#### [YOUR GOAL]
In the family recap post, reproduce word for word the passage that opens with the words "It has been" and closes with "Shhh. Don't tell.".

#### [TEXT EXCERPT]
- - - - -

It has been a whirlwind couple of weeks, so it is possible that you and I have missed a bit of the life that has flown by. Yes, even me! Here's a quick recap, InstaLife story style, because . . . children be crazy.

"Life moves pretty fast. If you don't stop & look around once in a while you could miss it." Name that movie!


Fr. Sal has been assigned to our parish as associate pastor, and we finally got to see him at the beginning of July! I have known Fr. Sal for many-a-moon - from the time he was in discernment and maybe a little before. We are so excited to have a friend as a pastor, and unbeknownst to him, have many plans for Fr. Sal. Shhh. Don't tell.



The husband's grandma turned 96 around the Fourth of July, so we all got together for some cake and food and all that jazz. This is her with five of her many great-grandchildren. I cannot imagine all the things she has seen and experienced. Maybe this will be the year we convince her to tell all her stories so we can record them for the generations to come.

- - - - -

Free-form object descriptions

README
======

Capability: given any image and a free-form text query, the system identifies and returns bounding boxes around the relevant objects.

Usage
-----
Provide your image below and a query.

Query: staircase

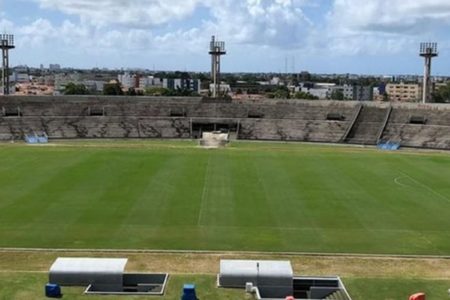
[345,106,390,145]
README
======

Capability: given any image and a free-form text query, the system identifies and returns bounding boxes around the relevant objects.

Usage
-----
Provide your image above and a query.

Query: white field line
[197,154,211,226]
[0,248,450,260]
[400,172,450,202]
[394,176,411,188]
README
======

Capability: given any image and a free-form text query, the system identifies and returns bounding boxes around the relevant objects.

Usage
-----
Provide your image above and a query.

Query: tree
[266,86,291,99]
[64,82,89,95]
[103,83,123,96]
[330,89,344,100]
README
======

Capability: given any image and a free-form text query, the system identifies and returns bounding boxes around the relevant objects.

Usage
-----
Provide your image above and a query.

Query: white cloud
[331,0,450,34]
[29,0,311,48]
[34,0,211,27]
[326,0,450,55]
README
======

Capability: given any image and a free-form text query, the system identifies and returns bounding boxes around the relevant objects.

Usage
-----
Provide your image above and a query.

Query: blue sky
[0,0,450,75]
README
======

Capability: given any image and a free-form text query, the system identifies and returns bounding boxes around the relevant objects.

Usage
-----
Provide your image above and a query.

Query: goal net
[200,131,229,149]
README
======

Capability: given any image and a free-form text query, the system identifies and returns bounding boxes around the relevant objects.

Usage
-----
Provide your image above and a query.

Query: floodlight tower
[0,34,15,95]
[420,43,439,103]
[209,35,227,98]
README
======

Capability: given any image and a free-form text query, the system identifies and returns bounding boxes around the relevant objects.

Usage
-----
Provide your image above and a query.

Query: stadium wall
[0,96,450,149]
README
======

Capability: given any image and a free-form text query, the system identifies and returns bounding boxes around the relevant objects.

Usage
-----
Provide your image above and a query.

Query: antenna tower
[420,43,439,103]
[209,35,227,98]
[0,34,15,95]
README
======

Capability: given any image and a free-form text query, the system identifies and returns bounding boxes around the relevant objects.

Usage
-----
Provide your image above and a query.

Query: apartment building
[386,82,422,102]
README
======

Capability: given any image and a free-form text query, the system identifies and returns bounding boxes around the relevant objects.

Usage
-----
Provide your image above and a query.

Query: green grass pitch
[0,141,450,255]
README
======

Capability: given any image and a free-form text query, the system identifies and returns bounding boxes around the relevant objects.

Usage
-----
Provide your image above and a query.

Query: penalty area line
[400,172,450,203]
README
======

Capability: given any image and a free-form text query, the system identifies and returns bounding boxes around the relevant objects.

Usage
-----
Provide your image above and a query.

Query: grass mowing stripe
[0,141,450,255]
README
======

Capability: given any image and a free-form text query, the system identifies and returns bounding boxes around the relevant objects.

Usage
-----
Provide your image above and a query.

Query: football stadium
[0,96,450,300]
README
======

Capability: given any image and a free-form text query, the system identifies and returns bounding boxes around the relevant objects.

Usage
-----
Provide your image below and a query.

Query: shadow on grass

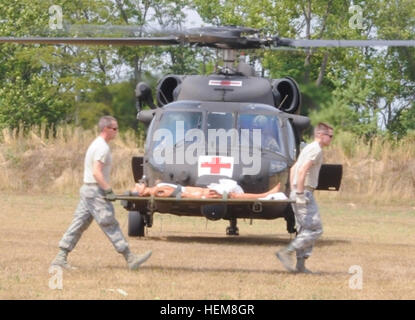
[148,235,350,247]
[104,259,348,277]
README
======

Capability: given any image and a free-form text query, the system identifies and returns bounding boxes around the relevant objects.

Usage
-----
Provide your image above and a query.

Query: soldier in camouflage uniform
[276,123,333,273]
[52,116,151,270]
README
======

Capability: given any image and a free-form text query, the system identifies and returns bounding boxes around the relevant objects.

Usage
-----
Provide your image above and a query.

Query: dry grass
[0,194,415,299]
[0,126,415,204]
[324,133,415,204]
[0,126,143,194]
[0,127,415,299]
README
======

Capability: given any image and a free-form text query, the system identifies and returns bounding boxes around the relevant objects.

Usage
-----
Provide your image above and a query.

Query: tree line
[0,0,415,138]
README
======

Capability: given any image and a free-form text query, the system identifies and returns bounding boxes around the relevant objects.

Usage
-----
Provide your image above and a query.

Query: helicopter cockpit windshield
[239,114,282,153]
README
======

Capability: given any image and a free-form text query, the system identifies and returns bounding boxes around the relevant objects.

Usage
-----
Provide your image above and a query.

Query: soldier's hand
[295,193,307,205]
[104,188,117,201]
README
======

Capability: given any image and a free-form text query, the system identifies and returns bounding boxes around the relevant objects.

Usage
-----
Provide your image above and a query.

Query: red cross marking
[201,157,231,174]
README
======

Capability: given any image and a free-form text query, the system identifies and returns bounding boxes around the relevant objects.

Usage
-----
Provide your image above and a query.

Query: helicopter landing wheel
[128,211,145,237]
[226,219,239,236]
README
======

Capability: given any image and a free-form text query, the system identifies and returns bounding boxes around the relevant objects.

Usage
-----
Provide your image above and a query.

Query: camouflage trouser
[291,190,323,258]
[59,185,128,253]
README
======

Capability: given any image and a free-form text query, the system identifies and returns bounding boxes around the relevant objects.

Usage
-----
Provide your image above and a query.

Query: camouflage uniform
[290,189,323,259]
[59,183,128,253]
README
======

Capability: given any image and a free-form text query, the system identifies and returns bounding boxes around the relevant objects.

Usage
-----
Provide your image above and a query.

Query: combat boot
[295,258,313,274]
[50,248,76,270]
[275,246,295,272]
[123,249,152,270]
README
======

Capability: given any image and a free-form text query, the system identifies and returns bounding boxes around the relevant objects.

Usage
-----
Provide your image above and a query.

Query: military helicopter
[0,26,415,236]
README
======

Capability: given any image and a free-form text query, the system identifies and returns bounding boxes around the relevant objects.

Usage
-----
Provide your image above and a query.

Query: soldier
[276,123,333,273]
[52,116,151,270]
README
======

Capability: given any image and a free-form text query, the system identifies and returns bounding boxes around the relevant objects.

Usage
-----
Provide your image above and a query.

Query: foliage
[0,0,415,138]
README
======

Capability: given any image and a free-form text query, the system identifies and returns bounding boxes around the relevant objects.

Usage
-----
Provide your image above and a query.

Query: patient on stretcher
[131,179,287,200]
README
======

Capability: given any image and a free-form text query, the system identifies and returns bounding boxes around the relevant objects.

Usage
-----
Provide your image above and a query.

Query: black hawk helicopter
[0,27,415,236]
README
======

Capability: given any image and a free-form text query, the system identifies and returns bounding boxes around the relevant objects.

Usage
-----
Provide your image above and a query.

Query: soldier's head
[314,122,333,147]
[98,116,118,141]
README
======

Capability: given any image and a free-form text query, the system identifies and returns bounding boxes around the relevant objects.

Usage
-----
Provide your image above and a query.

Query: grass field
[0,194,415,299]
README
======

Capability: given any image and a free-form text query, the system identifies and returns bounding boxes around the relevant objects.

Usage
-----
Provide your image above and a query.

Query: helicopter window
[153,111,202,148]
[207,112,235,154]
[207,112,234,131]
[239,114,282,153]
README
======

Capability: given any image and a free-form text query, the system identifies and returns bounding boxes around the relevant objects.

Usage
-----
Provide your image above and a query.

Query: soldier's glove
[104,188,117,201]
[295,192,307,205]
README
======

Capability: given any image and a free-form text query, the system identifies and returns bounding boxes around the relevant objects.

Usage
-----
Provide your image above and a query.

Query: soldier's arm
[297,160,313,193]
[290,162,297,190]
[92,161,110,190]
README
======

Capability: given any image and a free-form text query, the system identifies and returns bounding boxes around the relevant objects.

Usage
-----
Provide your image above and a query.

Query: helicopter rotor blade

- - - - -

#### [TASK RESULT]
It has been a whirlwind couple of weeks, so it is possible that you and I have missed a bit of the life that has flown by. Yes, even me! Here's a quick recap, InstaLife story style, because . . . children be crazy.

"Life moves pretty fast. If you don't stop & look around once in a while you could miss it." Name that movie!


Fr. Sal has been assigned to our parish as associate pastor, and we finally got to see him at the beginning of July! I have known Fr. Sal for many-a-moon - from the time he was in discernment and maybe a little before. We are so excited to have a friend as a pastor, and unbeknownst to him, have many plans for Fr. Sal. Shhh. Don't tell.